[Stored entries]

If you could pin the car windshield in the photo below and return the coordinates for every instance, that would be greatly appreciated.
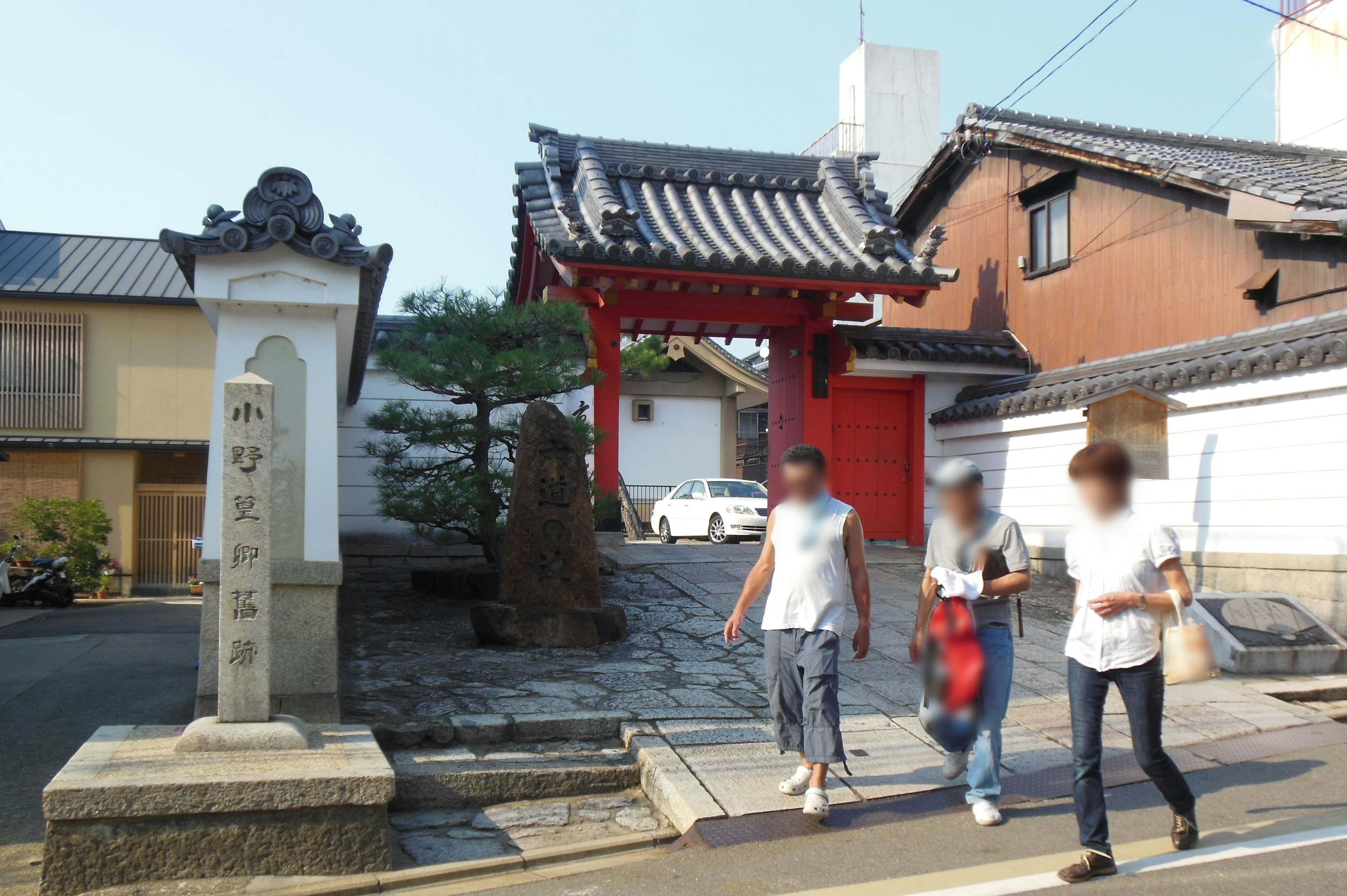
(733, 488)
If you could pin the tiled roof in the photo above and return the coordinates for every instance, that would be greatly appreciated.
(914, 344)
(736, 360)
(667, 207)
(93, 269)
(1299, 176)
(1265, 351)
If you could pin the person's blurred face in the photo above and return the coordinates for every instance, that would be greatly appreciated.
(964, 503)
(803, 481)
(1101, 496)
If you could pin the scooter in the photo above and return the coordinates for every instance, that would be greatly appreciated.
(49, 581)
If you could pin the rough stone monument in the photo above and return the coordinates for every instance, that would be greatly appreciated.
(549, 571)
(236, 794)
(1261, 634)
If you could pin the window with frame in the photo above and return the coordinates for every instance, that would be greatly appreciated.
(41, 370)
(1050, 235)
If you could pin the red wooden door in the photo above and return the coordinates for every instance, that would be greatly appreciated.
(872, 461)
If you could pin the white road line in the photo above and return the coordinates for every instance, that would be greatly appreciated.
(1031, 883)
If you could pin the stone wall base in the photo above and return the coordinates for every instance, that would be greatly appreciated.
(1318, 580)
(80, 856)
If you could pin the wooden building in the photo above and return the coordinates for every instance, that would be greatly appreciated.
(1209, 274)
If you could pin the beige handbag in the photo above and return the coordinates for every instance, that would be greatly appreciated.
(1187, 650)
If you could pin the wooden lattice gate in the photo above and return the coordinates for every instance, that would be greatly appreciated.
(168, 518)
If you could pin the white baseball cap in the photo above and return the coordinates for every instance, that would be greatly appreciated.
(956, 473)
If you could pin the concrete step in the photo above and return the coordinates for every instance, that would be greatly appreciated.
(471, 778)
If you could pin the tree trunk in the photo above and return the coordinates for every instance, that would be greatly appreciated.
(488, 511)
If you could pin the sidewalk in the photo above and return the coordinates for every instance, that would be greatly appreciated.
(708, 701)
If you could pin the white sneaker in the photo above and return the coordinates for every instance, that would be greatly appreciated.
(797, 783)
(817, 803)
(986, 813)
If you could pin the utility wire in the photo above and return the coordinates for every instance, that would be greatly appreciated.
(1300, 22)
(1063, 49)
(1075, 53)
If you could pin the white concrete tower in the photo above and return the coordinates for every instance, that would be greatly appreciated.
(892, 97)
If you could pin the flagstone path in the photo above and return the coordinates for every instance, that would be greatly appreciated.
(409, 657)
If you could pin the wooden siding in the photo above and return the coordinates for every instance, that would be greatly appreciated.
(1152, 266)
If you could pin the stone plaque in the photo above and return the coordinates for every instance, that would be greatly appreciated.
(246, 552)
(550, 557)
(1267, 622)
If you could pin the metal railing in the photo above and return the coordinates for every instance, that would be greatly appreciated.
(644, 498)
(844, 138)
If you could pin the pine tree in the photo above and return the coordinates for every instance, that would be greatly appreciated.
(448, 467)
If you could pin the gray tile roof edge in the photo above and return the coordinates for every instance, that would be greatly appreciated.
(937, 347)
(96, 443)
(1278, 348)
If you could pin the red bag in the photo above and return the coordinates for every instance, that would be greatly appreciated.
(954, 655)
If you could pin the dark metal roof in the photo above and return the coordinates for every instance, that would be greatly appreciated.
(1281, 171)
(1265, 351)
(91, 443)
(953, 347)
(659, 207)
(89, 269)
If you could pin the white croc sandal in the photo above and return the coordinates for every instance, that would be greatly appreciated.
(817, 803)
(797, 783)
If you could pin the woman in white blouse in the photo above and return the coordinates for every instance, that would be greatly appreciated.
(1128, 574)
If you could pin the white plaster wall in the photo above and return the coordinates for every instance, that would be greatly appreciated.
(1313, 77)
(356, 490)
(898, 100)
(1256, 467)
(683, 441)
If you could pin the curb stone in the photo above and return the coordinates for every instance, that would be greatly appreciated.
(671, 786)
(409, 878)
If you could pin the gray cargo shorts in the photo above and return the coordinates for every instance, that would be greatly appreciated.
(802, 682)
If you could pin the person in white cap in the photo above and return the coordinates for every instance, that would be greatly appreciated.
(983, 552)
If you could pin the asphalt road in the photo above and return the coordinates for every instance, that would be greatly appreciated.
(1287, 786)
(64, 674)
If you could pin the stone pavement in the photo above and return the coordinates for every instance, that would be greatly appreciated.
(413, 662)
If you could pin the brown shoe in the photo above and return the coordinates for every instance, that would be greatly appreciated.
(1185, 832)
(1093, 864)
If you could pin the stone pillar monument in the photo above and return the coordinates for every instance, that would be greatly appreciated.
(244, 719)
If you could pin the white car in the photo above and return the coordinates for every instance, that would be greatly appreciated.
(723, 511)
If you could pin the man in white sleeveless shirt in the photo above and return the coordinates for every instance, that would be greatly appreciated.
(813, 542)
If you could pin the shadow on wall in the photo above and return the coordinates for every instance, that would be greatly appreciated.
(989, 305)
(1202, 508)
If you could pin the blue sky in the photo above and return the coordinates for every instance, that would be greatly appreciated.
(123, 119)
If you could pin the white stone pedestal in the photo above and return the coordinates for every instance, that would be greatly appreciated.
(128, 808)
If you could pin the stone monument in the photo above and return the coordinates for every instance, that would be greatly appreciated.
(549, 571)
(1263, 634)
(242, 793)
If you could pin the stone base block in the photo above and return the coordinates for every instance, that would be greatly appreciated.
(532, 626)
(127, 809)
(209, 735)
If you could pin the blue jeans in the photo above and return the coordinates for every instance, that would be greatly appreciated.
(1143, 690)
(999, 663)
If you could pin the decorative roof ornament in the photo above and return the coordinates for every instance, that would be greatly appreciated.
(282, 208)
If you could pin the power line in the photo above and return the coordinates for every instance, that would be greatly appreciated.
(1063, 49)
(1300, 22)
(1075, 53)
(1254, 83)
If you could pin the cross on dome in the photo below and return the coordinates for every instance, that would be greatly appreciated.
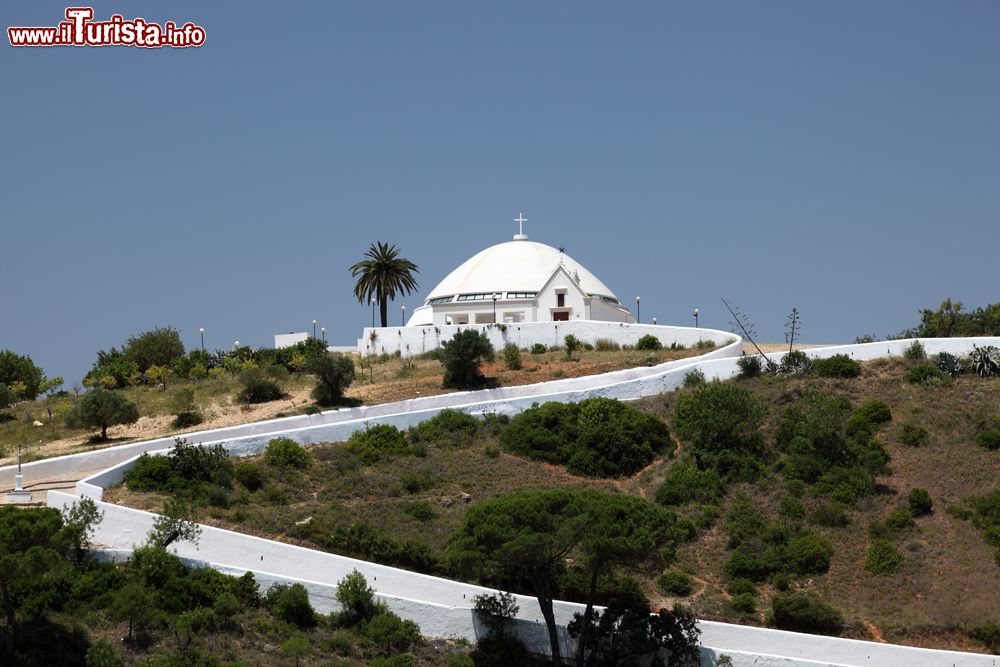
(520, 220)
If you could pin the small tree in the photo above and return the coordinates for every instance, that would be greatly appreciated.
(174, 524)
(462, 356)
(334, 373)
(101, 408)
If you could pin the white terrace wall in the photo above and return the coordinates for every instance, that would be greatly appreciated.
(410, 341)
(475, 402)
(442, 607)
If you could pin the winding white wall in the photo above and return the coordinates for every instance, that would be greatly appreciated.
(410, 341)
(441, 606)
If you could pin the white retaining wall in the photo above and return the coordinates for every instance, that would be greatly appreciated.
(410, 341)
(475, 402)
(442, 607)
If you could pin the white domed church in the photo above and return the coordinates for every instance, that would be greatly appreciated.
(519, 281)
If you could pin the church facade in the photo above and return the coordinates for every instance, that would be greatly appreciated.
(519, 281)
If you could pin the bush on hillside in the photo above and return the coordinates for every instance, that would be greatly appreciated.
(648, 342)
(804, 613)
(598, 437)
(512, 356)
(287, 454)
(721, 423)
(377, 442)
(837, 366)
(462, 356)
(448, 428)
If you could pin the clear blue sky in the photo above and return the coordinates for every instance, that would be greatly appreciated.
(842, 158)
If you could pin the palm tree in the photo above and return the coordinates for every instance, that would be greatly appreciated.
(383, 273)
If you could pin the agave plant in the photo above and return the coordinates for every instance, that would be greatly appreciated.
(985, 361)
(949, 364)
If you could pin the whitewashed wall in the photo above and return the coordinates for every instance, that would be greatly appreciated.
(442, 607)
(410, 341)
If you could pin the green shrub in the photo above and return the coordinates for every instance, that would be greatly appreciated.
(804, 613)
(949, 364)
(286, 453)
(792, 508)
(837, 366)
(391, 633)
(290, 604)
(606, 345)
(249, 475)
(693, 378)
(258, 387)
(684, 483)
(740, 586)
(598, 437)
(573, 345)
(750, 367)
(830, 516)
(883, 557)
(809, 554)
(914, 436)
(923, 374)
(743, 603)
(675, 582)
(512, 356)
(721, 423)
(377, 442)
(988, 439)
(462, 356)
(648, 342)
(915, 351)
(334, 374)
(448, 428)
(356, 598)
(920, 502)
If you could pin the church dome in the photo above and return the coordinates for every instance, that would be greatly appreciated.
(515, 266)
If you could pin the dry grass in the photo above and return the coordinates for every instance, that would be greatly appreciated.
(386, 380)
(946, 585)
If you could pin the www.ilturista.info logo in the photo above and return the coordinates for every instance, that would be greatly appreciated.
(80, 30)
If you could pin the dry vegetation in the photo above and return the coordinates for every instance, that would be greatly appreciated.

### WHAT YOU NEED TO DO
Reproduce the lines word for word, starting at the one holding "If you could pin the bush" and ending at the final line of the material above.

### RESPONSE
If you could pin the bush on hillside in the photo above and return the coordinates for every instance, that would be greatly appreciated.
(648, 342)
(804, 613)
(598, 437)
(512, 356)
(287, 454)
(721, 423)
(377, 442)
(837, 366)
(462, 356)
(448, 428)
If you could pin the clear blue sky in the photo above and return the coordinates for every instance, that would be greatly appreciated.
(842, 158)
If you could pin the palm tree in the photo above and return the coordinates for every instance, that would be greatly appreciated.
(383, 273)
If you could pin the agave plant in the photo above and return the coordinates for every instance, that would be greatly appreciated.
(985, 361)
(949, 364)
If you could pin the whitewashed wall in the photo above and return the coordinates for every instance, that would be greatly appreciated.
(442, 607)
(410, 341)
If you could pin the green shrub in the photo above and return the coordinates for every instance, that would be greatly appreciated.
(804, 613)
(949, 364)
(286, 453)
(792, 508)
(837, 366)
(391, 633)
(290, 604)
(606, 345)
(249, 475)
(693, 378)
(258, 387)
(684, 483)
(740, 586)
(598, 437)
(573, 345)
(750, 367)
(830, 516)
(883, 557)
(809, 554)
(914, 436)
(923, 374)
(743, 603)
(675, 582)
(512, 356)
(721, 423)
(377, 442)
(988, 439)
(462, 356)
(648, 342)
(915, 351)
(334, 374)
(448, 428)
(356, 598)
(920, 502)
If you could pin the church dome in the photo above and return the coordinates for every instance, that would be greatly appreciated.
(515, 266)
If you could pin the dry grass in the photo above and return the coordinates for every instance, that would be greatly appreciated.
(386, 380)
(946, 585)
If you could pin the www.ilturista.info logo in the photo above and return the coordinates for every instance, that would be greatly appreciated.
(80, 30)
If you could pin the dry vegetation in the photo above and return the coordinates for every instance, that would be greatly appreciated.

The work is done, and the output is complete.